──────── Text excerpt ────────
Black Holes are particular offenders of this nature, because everyone knows that their gravitational pull is so powerful even light cannot escape and the subatomic particles that constitute you will be ripped apart. Scientists even called this effect "spaghettification". In reality, this only applies past the event horizon of the black hole, not the orbiting accretion disk around it. From a distance, the gravity of a black hole is no different than that of any other massive body like a star, and it's even theoretically possible to have planets orbiting them. See also Analysis for cases on when this trope does not apply and when it does.

A subtrope of Artistic License – Space and the cousin of Space Friction. See also Gravity Master, when a character has the power to control it. Not to Be Confused with Gravity Falls.


Examples:

    open/close all folders 

    Anime and Manga 
  • In Dragon Ball Z, the gravity from King Kai's miniature planet, which manages to be at 10 times the gravity as on Earth despite its size, doesn't affect anything unless it gets within a few hundred feet, then you immediately get pulled toward it. To be fair, that is in the afterlife, so there's no reason the physical laws would be the same, or even exist.note 
  • In Pokémon: Giratina and the Sky Warrior, there is A LOT of sucking in and out of the Reverse world through super gravity portals. It happens so much, it's not even funny.
  • This is one of the aspects of Blackbeard's Devil Fruit power in One Piece. He essentially becomes a black hole that draws everything into it. One downside to this is that he cannot dodge anything.
  • In the finale of JoJo's Bizarre Adventure: Battle Tendency, a volcanic eruption sends Kars and Joseph hurtling upward into space. The latter falls back down to Earth, but the slight velocity increase from a vent of gas sent the former hurtling into infinite space.

    Film — Animated 
  • The logical (illogical) extension of this occurs in Treasure Planet. The absence of gravity is the presence of antigravity. When the ship's gravity generators are turned off temporarily, rather than simply hovering in the vacuum of space, everything loose starts falling up - and continues to accelerate upwards, even if it isn't touching anything else.

    Film — Live-Action 
  • The Astronaut Farmer has loads of horrible physics, but one shining example is the eponymous character's reentry. After a de-orbit burn lasting less than a few seconds, the craft appears to stop, and just drops straight down.
  • The Last Starfighter: Alex knocks out the engine of the Ko-Dan command ship and a nearby moon does the rest, "sucking" it in.
────────
To-do list –
a - Answer these from the gravity trope text:
(i) What name did scientists give to the effect of being ripped apart by a black hole?
(ii) How many times Earth's gravity does King Kai's planet have in Dragon Ball Z?
(iii) In The Last Starfighter, what part of the Ko-Dan command ship does Alex knock out?
b - Carry on the gravity trope text from its last entry.
The material that comes next has nothing to do with this text.
──────── Material supplied ────────
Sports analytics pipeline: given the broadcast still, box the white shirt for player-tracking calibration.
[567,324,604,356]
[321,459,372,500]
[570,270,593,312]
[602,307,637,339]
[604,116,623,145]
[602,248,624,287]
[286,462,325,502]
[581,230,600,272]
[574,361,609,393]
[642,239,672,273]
────────
Outputs by task –
a -
(i) Spaghettification
(ii) 10 times
(iii) Its engine

b -
  • When Mike crashes into, then attempts to save, the Hubble Space Telescope in MST3K: The Movie, it immediately drops away and falls to Earth. An incredulous Mike points out that it couldn't possibly do that.
  • Quantum Apocalypse is a Disaster Movie revolving around a strangelet, which is portrayed as a gravity vortex that only pulls in one direction. The word "suck" is actually used to describe what it does.
  • In Starship Troopers a fleet of spaceships is being attacked by bug plasma from the surface. Once hit the ships start to drop towards the surface at alarming angles and speeds.
  • Star Trek:
    • Star Trek III. When the Enterprise's Self-Destruct Mechanism activates, the explosions in the saucer section are sufficient to knock it out of orbit and plummet dramatically as it burns up in the atmosphere.
    • Star Trek (2009): Kirk, Sulu and Ensign Ricky drop straight down toward Vulcan's surface as soon as they jump out of the shuttlecraft.
    • In Star Trek Into Darkness, the Enterprise is knocked out of warp near Lunar orbit. After some action, we find out that the ship has been caught in Earth's gravity and is rapidly falling, despite the fact that it would take a long time for an object close to the Moon to fall to Earth (it's more likely to fall into the Moon, actually).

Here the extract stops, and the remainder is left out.